**Tugas A**
Menurut kisah kenangan sekolah di bawah, agenda Ospek apa yang paling tak terlupakan?

*** Teks Sumber

Pakaian putih biru, tas ransel warna biru, jam tangan biru, dan rambut panjang
yang suka sekali aku kuncir setengah.
ei bi wan (Friends Forever). Itu
nama genk gong ku dulu. Ah, lucu sekali. Aku tidak akan menjelaskan tentang
nama itu, yang pasti aku merasa bersyukur pernah merasakan masa-masa itu. A
sweet memory..:)
Siang itu, aku diliputi
kebimbangan, anak muda sekarang bilangnya galau. Seluruh siswa kelas 3C
diikutsertakan mengikuti tes seleksi masuk SMA Unggulan itu. Hm, aku ikuti
saja.
Singkat cerita, tes pun sudah
dilewati, tinggal menunggu pengumuman.
Aku masih ingat. Sepulang dari
sekolah, kami seperti biasa selalu kumpul-kumpul dulu. Persis di depan gerbang
sekolah, kami asyik ngobrol ria. Obrolannya saat itu adalah tentang masa
depan,,hihi. Kami memikirkan bagaimana hari-hari kami nanti di SMA Unggulan
itu? Ya, katanya SMA itu sangat disiplin, belajar ekstra, dan mayoritas
siswinya berjilbab. Apaaa??? Jilbab? Oh no!
Aku tidak bisa membayangkan kalau
aku mengenakannya nanti. Toh, waktu acara isra' mi'raj di smp ini saja, aku
gerah minta ampun harus pake jilbab beberapa jam saja. Gak banget deh. Hufh..
Akhirnya, kami (aku dan teman2
friends 4ever-ku itu) mengikat janji.
"Eh, pokonya kita janji ya.
Walaupun disana mayoritas pake jilbab, kita gak akan goyah. Kita tetap harus
bertahan gak pake jilbab!" ujar salah satu sahabatku.
"Yup, aku janji!"
jawabku antusias. "Bener ya? kalo gitu, janji dulu!" Dan kami pun
menyatukan tangan dalam perjanjian konyol itu.
----
Allah telah menetapkan segala
kejadiannya. Kami bisa berkumpul lagi di SMA unggulan itu dan MOS/Ospek pun
diagendakan selama kurang lebih satu pekan (aku lupa). Ospek yang sangat sangat
melelahkan, mulai dari latihan fisik, LTBB sampai agenda IMTAQ yang selalu ada
setiap harinya. Hm, agenda imtaq inilah yang paling tak terlupakan.

******

**Tugas B**
Tolong identifikasi setiap baris catatan di bawah yang memuat kata "below", lalu salin baris-baris tersebut.

*** Kutipan Catatan

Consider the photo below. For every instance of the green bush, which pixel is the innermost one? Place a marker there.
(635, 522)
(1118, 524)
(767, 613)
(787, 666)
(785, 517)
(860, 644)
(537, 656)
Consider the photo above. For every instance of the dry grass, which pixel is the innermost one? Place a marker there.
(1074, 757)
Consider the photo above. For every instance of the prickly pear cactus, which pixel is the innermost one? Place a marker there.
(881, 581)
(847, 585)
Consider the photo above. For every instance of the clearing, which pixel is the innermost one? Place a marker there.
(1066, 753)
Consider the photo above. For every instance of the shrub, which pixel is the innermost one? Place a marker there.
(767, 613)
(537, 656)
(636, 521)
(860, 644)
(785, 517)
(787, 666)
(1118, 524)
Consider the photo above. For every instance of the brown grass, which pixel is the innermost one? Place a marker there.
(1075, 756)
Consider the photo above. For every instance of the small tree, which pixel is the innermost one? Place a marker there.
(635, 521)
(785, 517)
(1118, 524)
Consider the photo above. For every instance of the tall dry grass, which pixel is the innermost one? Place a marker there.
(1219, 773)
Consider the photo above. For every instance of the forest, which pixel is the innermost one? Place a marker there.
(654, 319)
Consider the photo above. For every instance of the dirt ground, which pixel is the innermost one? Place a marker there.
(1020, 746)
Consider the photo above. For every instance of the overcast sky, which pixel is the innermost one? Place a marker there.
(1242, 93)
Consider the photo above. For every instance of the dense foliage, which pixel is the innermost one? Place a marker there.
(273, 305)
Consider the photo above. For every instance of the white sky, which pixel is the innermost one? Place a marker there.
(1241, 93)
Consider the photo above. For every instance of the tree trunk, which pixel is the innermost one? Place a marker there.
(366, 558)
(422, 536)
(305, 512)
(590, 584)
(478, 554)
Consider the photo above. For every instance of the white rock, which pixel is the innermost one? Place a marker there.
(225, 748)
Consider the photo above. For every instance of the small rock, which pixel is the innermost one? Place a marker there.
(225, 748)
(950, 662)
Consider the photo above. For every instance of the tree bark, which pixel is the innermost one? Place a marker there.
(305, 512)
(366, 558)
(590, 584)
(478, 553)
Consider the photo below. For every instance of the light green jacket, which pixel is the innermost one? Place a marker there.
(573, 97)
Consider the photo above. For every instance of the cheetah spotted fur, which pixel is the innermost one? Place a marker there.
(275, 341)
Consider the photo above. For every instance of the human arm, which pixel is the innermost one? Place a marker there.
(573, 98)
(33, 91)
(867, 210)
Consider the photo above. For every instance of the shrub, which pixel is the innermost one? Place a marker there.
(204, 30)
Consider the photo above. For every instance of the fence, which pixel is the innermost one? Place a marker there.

******

**Penyelesaian Latihan A**
Agenda IMTAQ.

**Penyelesaian Latihan B**
Consider the photo below. For every instance of the green bush, which pixel is the innermost one? Place a marker there.
Consider the photo below. For every instance of the light green jacket, which pixel is the innermost one? Place a marker there.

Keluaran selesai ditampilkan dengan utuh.